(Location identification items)
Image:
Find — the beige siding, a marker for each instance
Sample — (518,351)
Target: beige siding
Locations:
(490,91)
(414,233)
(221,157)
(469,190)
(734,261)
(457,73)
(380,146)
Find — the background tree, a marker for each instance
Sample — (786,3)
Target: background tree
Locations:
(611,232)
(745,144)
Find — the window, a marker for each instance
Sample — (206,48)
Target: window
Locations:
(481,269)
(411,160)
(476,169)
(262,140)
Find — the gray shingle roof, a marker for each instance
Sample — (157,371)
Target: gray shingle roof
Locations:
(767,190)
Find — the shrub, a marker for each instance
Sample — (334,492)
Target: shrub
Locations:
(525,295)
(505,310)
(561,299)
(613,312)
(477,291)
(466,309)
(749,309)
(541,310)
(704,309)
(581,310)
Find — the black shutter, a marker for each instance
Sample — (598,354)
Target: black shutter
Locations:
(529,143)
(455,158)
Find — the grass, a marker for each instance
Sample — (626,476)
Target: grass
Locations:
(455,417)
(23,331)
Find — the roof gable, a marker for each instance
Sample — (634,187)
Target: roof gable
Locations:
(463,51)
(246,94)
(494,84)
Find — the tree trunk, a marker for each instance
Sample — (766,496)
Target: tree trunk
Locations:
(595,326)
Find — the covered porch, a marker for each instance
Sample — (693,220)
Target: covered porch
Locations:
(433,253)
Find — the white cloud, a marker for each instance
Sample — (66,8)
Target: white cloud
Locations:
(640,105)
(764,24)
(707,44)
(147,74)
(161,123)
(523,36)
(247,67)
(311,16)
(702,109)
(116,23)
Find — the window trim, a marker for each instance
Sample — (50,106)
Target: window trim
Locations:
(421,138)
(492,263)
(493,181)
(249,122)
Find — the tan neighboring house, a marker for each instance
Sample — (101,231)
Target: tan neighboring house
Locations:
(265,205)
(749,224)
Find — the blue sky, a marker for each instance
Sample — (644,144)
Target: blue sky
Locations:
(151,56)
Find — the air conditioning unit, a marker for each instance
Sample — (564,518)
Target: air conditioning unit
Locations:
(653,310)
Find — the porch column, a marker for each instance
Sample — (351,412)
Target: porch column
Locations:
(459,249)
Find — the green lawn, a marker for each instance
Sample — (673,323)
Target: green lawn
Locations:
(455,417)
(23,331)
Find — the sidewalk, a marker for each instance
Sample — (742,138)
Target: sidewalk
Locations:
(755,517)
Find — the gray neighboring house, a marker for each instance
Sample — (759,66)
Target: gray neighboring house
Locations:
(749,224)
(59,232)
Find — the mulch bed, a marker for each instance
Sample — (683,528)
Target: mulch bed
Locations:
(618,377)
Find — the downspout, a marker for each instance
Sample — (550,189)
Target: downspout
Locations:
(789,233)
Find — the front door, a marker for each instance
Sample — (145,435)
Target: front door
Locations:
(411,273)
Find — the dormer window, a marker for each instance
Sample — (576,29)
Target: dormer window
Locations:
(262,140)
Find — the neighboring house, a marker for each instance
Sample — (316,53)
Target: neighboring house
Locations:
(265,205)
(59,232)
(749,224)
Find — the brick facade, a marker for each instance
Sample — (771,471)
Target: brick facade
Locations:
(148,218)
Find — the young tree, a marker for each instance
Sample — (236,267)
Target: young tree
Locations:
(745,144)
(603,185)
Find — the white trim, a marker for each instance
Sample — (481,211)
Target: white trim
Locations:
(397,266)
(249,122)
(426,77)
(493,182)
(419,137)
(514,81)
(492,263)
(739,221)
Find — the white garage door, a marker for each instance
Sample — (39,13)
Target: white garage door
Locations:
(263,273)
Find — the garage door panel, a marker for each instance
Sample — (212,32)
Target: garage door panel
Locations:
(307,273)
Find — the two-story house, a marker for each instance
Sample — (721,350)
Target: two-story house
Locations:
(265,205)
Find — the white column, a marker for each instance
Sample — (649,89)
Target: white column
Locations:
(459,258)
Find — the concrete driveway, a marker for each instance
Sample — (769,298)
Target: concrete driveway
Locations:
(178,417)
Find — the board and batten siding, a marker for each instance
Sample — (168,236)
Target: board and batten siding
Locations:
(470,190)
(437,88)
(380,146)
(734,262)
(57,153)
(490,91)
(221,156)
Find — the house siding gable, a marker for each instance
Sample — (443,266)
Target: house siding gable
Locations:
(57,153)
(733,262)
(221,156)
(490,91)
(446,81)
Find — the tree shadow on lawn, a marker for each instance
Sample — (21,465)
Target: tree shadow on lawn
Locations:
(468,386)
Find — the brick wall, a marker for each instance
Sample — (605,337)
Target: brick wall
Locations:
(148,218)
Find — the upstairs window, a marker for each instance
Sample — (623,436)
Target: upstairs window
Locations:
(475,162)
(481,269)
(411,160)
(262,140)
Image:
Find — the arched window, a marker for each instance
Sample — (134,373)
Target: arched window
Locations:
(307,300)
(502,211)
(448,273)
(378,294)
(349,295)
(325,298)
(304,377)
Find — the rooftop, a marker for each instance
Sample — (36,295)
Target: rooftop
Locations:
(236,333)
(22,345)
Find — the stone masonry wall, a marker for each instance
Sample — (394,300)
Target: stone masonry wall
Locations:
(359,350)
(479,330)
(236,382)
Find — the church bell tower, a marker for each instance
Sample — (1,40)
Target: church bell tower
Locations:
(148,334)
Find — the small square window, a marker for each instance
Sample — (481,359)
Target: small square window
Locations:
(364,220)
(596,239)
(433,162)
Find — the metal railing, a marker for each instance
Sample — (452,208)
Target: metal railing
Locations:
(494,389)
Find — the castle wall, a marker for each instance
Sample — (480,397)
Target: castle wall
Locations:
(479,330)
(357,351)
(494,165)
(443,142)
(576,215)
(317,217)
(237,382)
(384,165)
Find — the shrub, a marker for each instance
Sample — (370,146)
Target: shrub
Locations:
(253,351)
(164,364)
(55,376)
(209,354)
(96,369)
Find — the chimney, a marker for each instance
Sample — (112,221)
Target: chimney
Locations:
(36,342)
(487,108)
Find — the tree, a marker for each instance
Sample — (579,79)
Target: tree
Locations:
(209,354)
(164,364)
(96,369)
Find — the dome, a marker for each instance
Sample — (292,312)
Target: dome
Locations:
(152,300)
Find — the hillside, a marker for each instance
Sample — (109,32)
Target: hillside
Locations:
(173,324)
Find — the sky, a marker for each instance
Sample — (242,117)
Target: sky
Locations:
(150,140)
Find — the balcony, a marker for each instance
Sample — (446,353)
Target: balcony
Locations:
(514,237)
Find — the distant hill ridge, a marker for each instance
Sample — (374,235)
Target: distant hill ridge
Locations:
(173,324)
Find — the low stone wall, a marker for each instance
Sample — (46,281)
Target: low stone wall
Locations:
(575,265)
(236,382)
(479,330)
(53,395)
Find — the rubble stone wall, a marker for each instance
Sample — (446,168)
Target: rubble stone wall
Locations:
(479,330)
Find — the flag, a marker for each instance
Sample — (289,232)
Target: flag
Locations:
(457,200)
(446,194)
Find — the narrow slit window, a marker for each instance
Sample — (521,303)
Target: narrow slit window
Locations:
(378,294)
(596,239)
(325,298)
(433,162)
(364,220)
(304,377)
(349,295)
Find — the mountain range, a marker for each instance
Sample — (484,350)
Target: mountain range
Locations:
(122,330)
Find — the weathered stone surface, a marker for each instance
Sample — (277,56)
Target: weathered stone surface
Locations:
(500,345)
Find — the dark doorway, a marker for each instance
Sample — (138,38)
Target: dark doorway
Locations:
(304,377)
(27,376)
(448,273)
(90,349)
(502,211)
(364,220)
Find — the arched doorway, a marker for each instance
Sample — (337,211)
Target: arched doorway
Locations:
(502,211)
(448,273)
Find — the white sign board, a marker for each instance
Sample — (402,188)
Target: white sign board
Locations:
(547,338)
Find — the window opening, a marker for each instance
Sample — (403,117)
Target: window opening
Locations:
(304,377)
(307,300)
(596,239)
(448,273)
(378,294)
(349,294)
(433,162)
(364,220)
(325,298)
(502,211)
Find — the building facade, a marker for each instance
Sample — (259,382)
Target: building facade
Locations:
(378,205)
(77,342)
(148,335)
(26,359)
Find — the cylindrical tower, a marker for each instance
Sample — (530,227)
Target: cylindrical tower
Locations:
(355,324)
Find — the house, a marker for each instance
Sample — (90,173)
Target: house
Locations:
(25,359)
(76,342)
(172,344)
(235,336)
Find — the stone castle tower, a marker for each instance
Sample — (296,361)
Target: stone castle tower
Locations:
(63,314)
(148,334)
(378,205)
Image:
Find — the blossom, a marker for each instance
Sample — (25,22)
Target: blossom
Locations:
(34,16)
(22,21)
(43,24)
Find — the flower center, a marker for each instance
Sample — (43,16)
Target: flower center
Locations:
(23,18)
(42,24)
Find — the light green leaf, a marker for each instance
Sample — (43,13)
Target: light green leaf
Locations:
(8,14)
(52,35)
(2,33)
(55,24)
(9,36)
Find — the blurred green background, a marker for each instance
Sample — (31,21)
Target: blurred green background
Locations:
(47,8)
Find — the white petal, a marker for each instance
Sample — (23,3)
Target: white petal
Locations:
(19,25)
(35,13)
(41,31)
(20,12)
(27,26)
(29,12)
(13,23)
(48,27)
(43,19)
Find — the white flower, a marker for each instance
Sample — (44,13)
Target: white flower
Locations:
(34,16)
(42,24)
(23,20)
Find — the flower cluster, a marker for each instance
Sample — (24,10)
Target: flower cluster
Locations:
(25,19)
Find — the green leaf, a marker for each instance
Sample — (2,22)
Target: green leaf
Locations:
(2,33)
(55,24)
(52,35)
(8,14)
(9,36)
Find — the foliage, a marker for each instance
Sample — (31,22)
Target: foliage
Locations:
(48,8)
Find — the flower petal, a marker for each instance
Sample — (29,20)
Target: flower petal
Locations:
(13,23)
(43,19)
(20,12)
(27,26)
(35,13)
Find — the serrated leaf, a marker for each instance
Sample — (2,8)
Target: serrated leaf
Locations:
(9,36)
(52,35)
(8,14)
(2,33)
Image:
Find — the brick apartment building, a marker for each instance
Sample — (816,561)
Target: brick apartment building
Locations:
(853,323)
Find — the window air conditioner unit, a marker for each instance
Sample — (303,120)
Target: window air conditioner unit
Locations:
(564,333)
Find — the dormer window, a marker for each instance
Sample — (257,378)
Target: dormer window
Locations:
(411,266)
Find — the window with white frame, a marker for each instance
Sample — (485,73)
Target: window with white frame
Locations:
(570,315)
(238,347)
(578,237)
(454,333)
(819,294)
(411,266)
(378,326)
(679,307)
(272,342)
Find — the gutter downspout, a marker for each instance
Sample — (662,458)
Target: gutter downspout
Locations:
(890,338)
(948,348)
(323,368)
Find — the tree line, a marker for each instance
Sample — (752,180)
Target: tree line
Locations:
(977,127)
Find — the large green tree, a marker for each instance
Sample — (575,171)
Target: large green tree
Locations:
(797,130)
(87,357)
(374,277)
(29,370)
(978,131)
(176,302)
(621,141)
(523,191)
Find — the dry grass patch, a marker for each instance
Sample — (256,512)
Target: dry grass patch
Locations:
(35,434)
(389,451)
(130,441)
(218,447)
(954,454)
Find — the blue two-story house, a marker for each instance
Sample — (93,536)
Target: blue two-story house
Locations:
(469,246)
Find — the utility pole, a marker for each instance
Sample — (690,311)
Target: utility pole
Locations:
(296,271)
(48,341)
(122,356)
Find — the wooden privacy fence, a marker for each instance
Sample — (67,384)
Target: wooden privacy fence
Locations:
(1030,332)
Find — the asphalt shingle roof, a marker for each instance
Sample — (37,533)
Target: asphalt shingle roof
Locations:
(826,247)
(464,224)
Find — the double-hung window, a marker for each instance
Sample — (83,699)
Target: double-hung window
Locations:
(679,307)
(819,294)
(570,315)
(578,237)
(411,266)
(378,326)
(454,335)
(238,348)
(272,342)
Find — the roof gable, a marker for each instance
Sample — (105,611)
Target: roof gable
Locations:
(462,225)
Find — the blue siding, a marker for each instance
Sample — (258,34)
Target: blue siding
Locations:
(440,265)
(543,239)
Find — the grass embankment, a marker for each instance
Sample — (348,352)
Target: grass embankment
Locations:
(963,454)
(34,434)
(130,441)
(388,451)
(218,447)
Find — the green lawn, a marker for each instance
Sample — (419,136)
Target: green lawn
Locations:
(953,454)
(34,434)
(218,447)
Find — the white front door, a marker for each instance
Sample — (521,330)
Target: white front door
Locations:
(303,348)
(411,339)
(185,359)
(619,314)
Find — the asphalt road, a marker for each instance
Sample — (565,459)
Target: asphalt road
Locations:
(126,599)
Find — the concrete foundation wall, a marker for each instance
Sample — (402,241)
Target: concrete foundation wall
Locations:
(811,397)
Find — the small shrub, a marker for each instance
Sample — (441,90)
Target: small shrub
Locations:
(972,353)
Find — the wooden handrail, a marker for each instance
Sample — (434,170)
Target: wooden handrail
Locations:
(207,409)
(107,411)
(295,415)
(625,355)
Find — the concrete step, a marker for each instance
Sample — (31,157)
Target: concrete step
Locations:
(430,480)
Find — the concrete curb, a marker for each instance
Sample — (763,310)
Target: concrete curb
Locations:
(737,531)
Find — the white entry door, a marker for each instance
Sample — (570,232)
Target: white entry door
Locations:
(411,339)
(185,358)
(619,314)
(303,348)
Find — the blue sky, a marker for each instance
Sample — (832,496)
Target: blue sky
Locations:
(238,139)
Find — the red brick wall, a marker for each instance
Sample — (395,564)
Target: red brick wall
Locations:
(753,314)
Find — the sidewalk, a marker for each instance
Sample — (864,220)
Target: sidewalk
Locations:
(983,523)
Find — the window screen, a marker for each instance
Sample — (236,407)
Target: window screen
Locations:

» **Aim of the exercise**
Return exactly the lines of the data, and only those, from the line with "Find — the grass embankment, a" through the last line, inclusive.

» **Response to this exercise**
Find — the grass embankment, a marker for each instance
Sample — (348,352)
Target: grass embankment
Locations:
(963,454)
(34,434)
(130,441)
(388,451)
(218,447)
Find — the green lawn, a marker for each instance
Sample — (419,136)
Target: green lawn
Locations:
(953,454)
(34,434)
(218,447)
Find — the white front door, a marker for each instance
Sample — (521,330)
Target: white front door
Locations:
(303,348)
(411,339)
(185,359)
(619,314)
Find — the asphalt road, a marker for each instance
Sample — (565,459)
Target: asphalt road
Locations:
(126,599)
Find — the concrete foundation wall, a marker for each instance
Sample — (402,241)
Target: concrete foundation wall
Locations:
(811,397)
Find — the small shrub, a marker for each instance
Sample — (441,90)
Target: small shrub
Locations:
(972,353)
Find — the wooden handrail, a marker for each instance
Sample — (434,170)
Target: wooden handrail
Locations:
(207,409)
(107,411)
(295,415)
(625,355)
Find — the concrete step, a marker for each instance
Sample — (31,157)
Target: concrete step
Locations:
(430,480)
Find — the concrete curb, a marker for each instance
Sample — (763,310)
Target: concrete curb
Locations:
(737,531)
Find — the white entry door, a marker for each instance
Sample — (570,232)
Target: white entry door
Locations:
(411,339)
(185,358)
(619,314)
(303,348)
Find — the blue sky, a marker for each instance
Sample — (832,496)
Target: blue sky
Locations:
(238,139)
Find — the red brick wall, a marker for each instance
Sample — (395,564)
Target: red brick wall
Locations:
(753,314)
Find — the sidewalk, a marker for each instance
Sample — (864,220)
Target: sidewalk
Locations:
(983,523)
Find — the window screen, a marker for each instance
Sample — (236,407)
Target: window screen
Locations:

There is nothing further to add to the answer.